Exercise objective:
Beginning with the line below that contains "Query: bokeh light circle" and ending with the line that contains "pixel 70 270", copy every line exactly. Copy nothing else.

Saved entries
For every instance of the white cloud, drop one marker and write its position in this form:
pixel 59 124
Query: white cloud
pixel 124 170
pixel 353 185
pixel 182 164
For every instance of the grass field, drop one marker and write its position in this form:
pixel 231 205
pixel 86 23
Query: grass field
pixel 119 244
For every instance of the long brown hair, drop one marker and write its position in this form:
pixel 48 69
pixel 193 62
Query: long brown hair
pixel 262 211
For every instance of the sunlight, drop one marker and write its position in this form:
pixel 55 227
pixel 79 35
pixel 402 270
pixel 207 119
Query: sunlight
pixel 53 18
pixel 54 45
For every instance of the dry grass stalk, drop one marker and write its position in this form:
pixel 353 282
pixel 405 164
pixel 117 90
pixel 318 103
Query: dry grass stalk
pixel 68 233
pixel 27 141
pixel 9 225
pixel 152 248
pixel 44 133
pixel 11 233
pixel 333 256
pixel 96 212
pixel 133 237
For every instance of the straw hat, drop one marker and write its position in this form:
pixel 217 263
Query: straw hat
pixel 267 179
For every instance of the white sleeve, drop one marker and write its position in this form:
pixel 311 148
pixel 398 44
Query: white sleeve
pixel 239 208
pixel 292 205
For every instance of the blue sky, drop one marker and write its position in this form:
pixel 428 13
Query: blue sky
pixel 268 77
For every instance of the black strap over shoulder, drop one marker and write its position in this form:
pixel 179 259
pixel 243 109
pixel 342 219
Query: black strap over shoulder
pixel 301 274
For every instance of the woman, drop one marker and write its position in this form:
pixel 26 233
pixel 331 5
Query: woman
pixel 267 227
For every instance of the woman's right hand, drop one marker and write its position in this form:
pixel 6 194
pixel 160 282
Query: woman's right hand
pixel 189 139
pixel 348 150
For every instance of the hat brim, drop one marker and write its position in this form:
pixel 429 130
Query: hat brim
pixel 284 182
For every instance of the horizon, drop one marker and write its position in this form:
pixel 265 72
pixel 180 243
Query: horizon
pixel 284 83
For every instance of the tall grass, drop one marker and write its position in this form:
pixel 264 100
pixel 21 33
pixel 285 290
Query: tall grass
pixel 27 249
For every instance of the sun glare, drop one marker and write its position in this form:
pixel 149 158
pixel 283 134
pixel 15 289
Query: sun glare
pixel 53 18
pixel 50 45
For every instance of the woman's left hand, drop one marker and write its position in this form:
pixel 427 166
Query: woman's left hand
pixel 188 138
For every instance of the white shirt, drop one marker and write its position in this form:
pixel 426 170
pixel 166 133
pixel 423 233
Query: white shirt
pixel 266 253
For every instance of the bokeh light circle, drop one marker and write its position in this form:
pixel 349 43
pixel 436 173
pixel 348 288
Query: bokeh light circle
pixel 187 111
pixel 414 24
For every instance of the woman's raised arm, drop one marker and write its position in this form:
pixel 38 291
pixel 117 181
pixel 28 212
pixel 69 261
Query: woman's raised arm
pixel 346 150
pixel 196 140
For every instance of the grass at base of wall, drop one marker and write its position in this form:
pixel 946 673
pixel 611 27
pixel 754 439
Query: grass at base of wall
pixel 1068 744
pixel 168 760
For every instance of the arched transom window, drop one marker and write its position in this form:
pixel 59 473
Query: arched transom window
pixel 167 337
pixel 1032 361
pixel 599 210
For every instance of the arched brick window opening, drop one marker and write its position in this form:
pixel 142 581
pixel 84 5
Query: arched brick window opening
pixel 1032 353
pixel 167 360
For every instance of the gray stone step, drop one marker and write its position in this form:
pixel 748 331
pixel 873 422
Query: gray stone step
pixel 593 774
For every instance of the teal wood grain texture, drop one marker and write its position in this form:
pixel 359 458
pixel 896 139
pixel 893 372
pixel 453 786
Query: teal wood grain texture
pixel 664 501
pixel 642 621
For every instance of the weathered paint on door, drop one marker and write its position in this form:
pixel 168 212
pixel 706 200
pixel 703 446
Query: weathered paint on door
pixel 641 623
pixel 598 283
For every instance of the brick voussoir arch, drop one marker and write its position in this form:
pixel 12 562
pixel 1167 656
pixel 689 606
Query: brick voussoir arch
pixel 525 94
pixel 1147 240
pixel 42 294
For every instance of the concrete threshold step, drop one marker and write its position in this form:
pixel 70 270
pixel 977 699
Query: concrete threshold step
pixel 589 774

Solution:
Query: bokeh light circle
pixel 187 111
pixel 414 24
For every instance of the woman's raised arm, drop one marker and write its position in this form:
pixel 38 291
pixel 117 181
pixel 28 212
pixel 69 261
Query: woman's raised arm
pixel 346 150
pixel 196 140
For every instance of the grass at base of wall, drop one marker and write its position in this form:
pixel 946 673
pixel 611 27
pixel 754 439
Query: grass at base of wall
pixel 1068 744
pixel 168 760
For every instance of the arched transom window, drop one marker and write its position in this form:
pixel 59 473
Query: arched transom window
pixel 167 337
pixel 1032 361
pixel 599 210
For every instance of the arched brick window opening, drop one marker and write its position in this form:
pixel 142 581
pixel 84 5
Query: arched brick window opening
pixel 1032 353
pixel 167 360
For every instance of the gray stone step, drop one marker and write its position in this form:
pixel 748 331
pixel 873 422
Query: gray stone step
pixel 593 774
For every instance of the teal wood grain texture, drop one marker and write its position in this form:
pixel 359 458
pixel 896 139
pixel 893 372
pixel 453 786
Query: teal wood grain texture
pixel 664 501
pixel 642 621
For every instance of the weathered paint on door, drop one marker and write its position in this form:
pixel 168 212
pixel 706 200
pixel 703 446
Query: weathered paint on door
pixel 641 623
pixel 598 283
For every instance of the brick voussoir arch, drop one marker and write its position in this form:
pixel 12 562
pixel 1167 656
pixel 689 606
Query: brick voussoir arch
pixel 525 94
pixel 1147 240
pixel 42 294
For every instance of the concrete threshold step, drop one marker and write its position in this form:
pixel 70 270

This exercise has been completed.